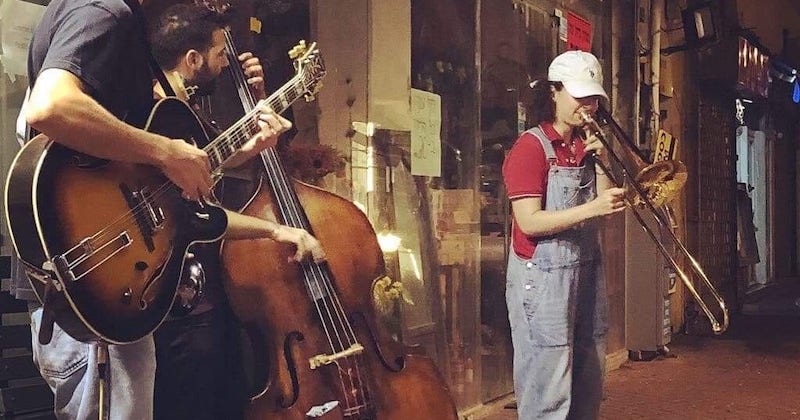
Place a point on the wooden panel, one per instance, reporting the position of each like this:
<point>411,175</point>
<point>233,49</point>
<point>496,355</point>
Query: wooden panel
<point>46,414</point>
<point>17,367</point>
<point>9,305</point>
<point>25,399</point>
<point>5,266</point>
<point>12,336</point>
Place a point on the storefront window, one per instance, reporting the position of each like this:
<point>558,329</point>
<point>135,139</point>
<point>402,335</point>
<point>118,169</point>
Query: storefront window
<point>442,61</point>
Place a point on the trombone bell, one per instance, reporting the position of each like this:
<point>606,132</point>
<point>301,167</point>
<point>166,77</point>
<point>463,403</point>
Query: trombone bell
<point>648,188</point>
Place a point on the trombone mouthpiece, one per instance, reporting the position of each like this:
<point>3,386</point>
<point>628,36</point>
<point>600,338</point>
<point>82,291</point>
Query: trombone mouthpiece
<point>586,117</point>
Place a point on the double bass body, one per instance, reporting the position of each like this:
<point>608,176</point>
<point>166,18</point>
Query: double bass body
<point>297,323</point>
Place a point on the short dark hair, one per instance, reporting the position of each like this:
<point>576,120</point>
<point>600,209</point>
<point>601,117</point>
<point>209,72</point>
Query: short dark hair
<point>542,108</point>
<point>183,27</point>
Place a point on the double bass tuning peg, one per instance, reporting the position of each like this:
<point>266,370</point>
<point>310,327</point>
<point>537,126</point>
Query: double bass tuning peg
<point>298,50</point>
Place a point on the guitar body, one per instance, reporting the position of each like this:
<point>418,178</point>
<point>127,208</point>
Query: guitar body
<point>108,237</point>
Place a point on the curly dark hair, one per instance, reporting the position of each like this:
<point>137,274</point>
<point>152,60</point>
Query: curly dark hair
<point>183,27</point>
<point>541,107</point>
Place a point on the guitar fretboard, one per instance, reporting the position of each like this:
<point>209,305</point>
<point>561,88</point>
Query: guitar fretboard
<point>231,140</point>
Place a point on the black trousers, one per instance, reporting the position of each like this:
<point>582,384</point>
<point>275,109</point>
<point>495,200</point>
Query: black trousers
<point>199,373</point>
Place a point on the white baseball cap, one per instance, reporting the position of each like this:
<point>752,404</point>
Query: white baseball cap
<point>580,72</point>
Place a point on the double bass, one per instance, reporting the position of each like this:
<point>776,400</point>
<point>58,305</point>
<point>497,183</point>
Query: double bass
<point>321,349</point>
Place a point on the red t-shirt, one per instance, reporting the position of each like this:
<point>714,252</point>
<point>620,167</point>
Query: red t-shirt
<point>525,174</point>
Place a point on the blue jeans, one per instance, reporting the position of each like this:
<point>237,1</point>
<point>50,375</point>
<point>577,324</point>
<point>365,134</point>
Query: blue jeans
<point>558,319</point>
<point>70,368</point>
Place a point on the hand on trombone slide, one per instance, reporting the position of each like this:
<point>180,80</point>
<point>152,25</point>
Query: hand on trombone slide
<point>609,201</point>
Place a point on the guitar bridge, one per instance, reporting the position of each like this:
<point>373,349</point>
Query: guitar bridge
<point>151,220</point>
<point>67,265</point>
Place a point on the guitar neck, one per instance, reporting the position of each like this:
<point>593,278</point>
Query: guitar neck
<point>231,140</point>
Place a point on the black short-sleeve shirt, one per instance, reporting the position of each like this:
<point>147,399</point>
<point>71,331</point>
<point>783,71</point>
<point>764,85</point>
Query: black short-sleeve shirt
<point>102,43</point>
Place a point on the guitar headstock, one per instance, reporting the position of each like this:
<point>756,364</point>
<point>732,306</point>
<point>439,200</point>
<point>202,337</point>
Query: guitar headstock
<point>214,5</point>
<point>309,66</point>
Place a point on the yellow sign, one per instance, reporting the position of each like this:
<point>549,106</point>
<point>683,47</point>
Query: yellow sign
<point>255,25</point>
<point>665,147</point>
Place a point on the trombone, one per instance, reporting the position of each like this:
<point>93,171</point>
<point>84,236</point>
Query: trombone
<point>651,188</point>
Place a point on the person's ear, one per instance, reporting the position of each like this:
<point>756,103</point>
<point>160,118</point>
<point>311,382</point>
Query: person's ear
<point>194,59</point>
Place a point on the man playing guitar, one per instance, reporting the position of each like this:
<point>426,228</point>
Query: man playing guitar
<point>88,69</point>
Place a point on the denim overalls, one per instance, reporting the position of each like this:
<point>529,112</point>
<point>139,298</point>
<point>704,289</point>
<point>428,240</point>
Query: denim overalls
<point>557,307</point>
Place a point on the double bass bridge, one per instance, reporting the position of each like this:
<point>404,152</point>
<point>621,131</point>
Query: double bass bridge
<point>326,359</point>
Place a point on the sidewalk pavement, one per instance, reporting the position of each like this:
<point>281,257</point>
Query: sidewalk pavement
<point>750,372</point>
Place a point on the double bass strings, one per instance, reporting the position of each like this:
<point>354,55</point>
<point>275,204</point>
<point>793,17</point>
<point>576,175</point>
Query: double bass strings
<point>316,277</point>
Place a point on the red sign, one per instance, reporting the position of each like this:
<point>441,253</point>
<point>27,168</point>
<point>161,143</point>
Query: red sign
<point>579,33</point>
<point>753,68</point>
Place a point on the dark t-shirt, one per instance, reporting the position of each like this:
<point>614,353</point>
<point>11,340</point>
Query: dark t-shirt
<point>102,43</point>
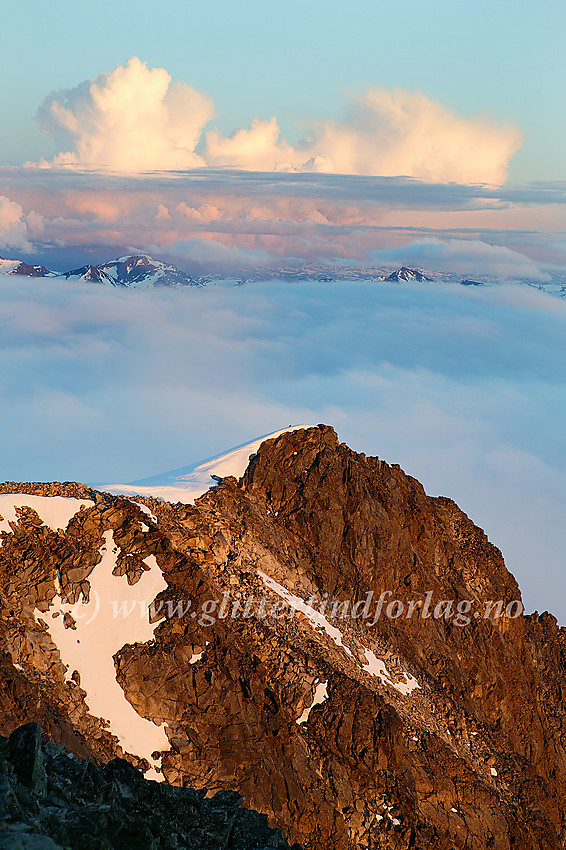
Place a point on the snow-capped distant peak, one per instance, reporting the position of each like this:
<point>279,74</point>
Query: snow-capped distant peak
<point>407,274</point>
<point>188,482</point>
<point>8,265</point>
<point>142,270</point>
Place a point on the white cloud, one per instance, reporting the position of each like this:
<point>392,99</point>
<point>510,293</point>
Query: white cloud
<point>133,119</point>
<point>386,132</point>
<point>463,256</point>
<point>394,131</point>
<point>211,253</point>
<point>463,388</point>
<point>17,227</point>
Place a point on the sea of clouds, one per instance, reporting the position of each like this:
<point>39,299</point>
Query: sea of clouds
<point>463,388</point>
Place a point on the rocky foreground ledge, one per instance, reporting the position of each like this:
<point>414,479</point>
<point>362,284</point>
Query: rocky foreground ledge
<point>406,731</point>
<point>51,800</point>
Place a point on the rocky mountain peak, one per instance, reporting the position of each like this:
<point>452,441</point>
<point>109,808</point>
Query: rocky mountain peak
<point>407,274</point>
<point>318,634</point>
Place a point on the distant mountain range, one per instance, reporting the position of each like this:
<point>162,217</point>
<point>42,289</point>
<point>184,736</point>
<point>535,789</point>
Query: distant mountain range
<point>142,271</point>
<point>132,271</point>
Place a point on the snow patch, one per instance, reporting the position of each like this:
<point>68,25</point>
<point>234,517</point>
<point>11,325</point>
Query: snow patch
<point>55,511</point>
<point>320,695</point>
<point>189,482</point>
<point>376,667</point>
<point>315,618</point>
<point>99,635</point>
<point>146,510</point>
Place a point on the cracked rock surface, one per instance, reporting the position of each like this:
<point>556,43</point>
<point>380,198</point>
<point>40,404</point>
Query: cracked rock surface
<point>470,757</point>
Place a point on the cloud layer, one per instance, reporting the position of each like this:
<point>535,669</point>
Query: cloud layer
<point>134,119</point>
<point>464,389</point>
<point>17,228</point>
<point>219,220</point>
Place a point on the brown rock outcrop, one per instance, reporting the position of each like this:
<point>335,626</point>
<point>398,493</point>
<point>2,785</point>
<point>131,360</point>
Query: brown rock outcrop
<point>471,758</point>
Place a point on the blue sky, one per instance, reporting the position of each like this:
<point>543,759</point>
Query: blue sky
<point>300,61</point>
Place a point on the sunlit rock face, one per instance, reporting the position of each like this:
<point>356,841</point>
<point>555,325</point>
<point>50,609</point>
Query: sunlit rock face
<point>228,629</point>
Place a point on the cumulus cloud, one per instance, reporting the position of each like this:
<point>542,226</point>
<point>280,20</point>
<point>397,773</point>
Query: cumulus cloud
<point>385,132</point>
<point>17,229</point>
<point>135,119</point>
<point>394,131</point>
<point>463,256</point>
<point>130,120</point>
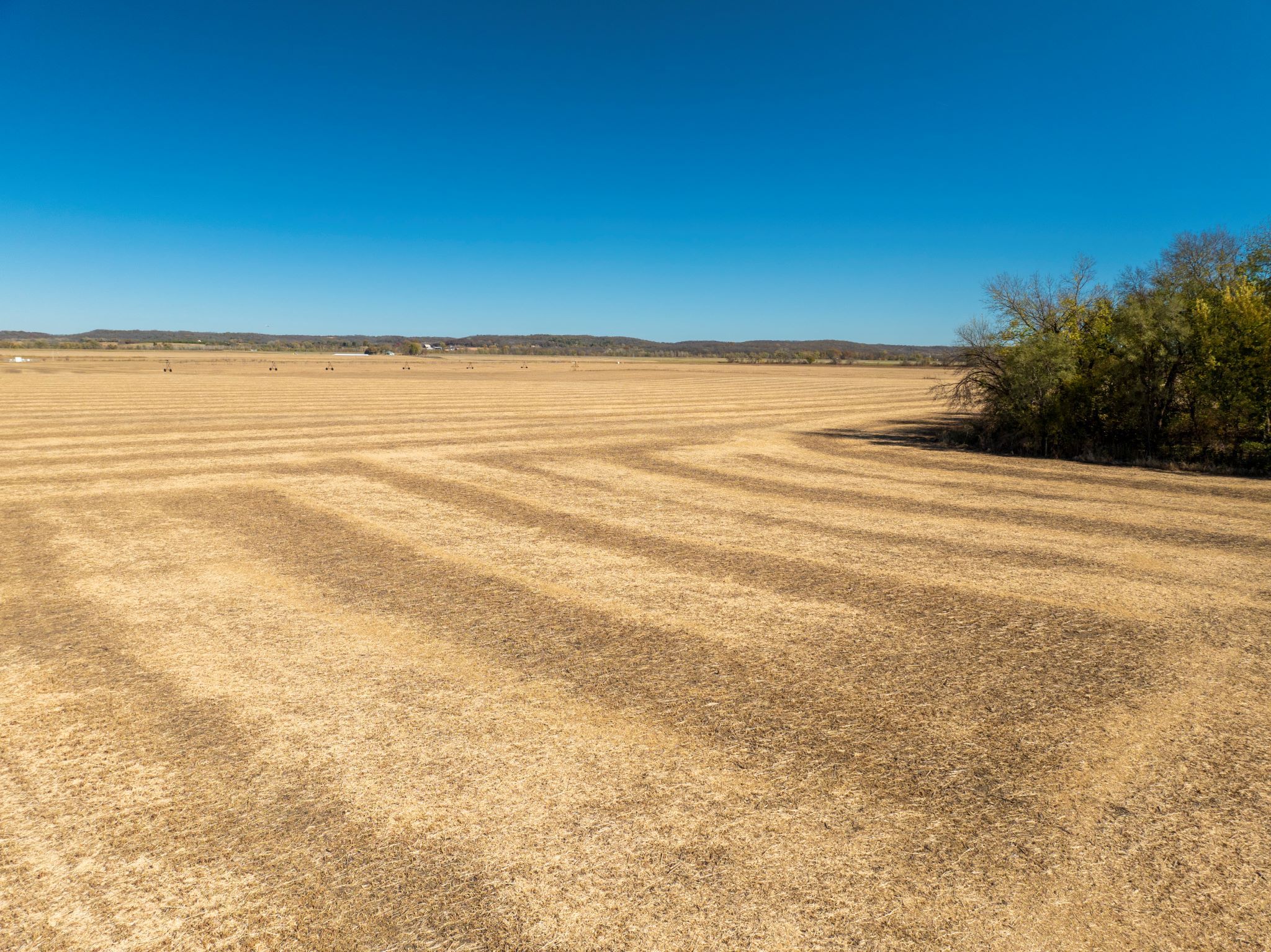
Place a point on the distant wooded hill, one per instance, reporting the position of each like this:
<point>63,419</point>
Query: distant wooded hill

•••

- **Your assignment**: Where a line of the listing holds the string "hill", copy that line.

- **Exercise output**:
Place a point on the distant wooded hill, one per instance, reporting the position of each like this:
Query: distant wooded hill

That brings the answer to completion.